##### Entries

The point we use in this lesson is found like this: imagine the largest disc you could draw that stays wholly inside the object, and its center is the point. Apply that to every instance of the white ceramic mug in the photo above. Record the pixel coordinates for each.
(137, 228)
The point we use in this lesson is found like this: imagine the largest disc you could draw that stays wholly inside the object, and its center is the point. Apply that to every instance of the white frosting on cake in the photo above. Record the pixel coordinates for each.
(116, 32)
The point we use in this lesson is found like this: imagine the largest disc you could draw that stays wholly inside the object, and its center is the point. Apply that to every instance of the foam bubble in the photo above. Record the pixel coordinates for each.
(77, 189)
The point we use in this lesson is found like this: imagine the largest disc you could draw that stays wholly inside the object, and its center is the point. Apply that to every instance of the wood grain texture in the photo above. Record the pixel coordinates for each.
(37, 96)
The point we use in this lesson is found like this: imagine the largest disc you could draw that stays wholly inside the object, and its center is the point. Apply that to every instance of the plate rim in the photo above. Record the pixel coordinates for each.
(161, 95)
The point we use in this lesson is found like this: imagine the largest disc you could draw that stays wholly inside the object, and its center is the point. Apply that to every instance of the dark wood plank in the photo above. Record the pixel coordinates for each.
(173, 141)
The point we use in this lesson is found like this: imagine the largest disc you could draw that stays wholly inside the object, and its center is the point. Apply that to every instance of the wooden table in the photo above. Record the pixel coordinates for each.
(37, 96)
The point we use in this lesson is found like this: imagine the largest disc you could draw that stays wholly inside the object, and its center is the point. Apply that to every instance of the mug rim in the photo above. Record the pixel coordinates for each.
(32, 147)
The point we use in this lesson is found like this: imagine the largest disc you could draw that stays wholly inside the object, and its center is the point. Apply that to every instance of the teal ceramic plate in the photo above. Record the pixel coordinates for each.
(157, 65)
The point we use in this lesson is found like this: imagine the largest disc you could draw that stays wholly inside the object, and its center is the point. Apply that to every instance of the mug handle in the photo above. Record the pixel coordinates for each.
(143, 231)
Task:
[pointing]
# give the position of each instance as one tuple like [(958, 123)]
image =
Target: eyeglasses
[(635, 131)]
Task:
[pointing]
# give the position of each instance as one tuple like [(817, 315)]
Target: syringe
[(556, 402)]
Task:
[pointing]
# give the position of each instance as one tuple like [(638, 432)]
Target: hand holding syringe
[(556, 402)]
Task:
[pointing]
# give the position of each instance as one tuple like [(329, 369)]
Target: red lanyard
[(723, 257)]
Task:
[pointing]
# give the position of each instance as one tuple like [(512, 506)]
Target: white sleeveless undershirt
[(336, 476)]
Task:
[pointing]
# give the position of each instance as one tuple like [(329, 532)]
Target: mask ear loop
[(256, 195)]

##########

Task brief: Copy every record above word for word, keeping each line as it stands.

Completed exercise:
The point we use in this lesson is found like this: imagine the largest disc you could draw that stays wholly inside the object, and its center is the point. Apply that to every instance of the white ceramic mug in the photo above. Record the pixel coordinates for each.
(137, 228)
The point we use in this lesson is found like this: imagine the largest disc you could draw that stays wholly inside the object, and its center is the point. Apply that to every instance of the white frosting on cake in the photo above. Record the pixel coordinates for each.
(116, 32)
The point we use in this lesson is found like this: imagine the largest disc you could draw that stays wholly inside the object, and its center is the point. Apply that to every instance of the foam bubble in the photo above. Record the pixel coordinates for each.
(77, 189)
The point we use in this lesson is found like this: imagine the largest disc you could draw that stays wholly inside the object, and its center is the point. Apply that to every instance of the wood grain texture in the photo above. Record the pixel coordinates for each.
(37, 96)
The point we use in this lesson is found like this: imagine the largest disc you could draw that stays wholly inside the object, and its center is the point. Apply that to every instance of the plate rim in the photo above. Record the pixel coordinates for each.
(161, 95)
The point we use in this lesson is found like this: imagine the largest disc you could draw that stays wholly inside the object, and its center is the point. Apply that to every instance of the dark wood plank in the photo above. Record the pixel coordinates for each.
(173, 141)
The point we use in this lesson is found like this: imagine the largest disc you could draw that stays wholly inside the object, and its center is the point. Apply that to every instance of the wooden table in the photo above. Record the pixel coordinates for each.
(37, 96)
The point we use in this lesson is found like this: imagine the largest disc you could draw that stays wholly inside the object, and its center is the point. Apply that to every instance of the mug rim in the photo above. Record the pixel coordinates for each.
(32, 147)
The point we use in this lesson is found like this: imagine the largest disc you could draw that stays wholly inside the object, and its center is the point. Apply that to every instance of the teal ceramic plate in the photo above. Record the pixel coordinates for each.
(157, 65)
The point we use in this lesson is found like this: imagine the largest disc you could draw that stays wholly inside the object, and its center is the point. Apply that to every instance of the mug handle in the photo above. Record the pixel coordinates for each.
(143, 231)
Task:
[pointing]
# give the position of each instance as one tuple like [(958, 123)]
image =
Target: eyeglasses
[(635, 131)]
Task:
[pointing]
# give the position of each instance as one tuple like [(817, 315)]
Target: syringe
[(556, 402)]
Task:
[pointing]
# give the position of each instance as one tuple like [(638, 432)]
Target: hand holding syringe
[(556, 402)]
Task:
[pointing]
# give the position of each instance as one tuple like [(329, 369)]
Target: red lanyard
[(723, 257)]
Task:
[pointing]
# give the position of each instance as one tuple like [(512, 506)]
Target: white sleeveless undershirt
[(336, 476)]
Task:
[pointing]
# give the position of each instance as one tuple like [(329, 532)]
Target: mask ear loop
[(256, 195)]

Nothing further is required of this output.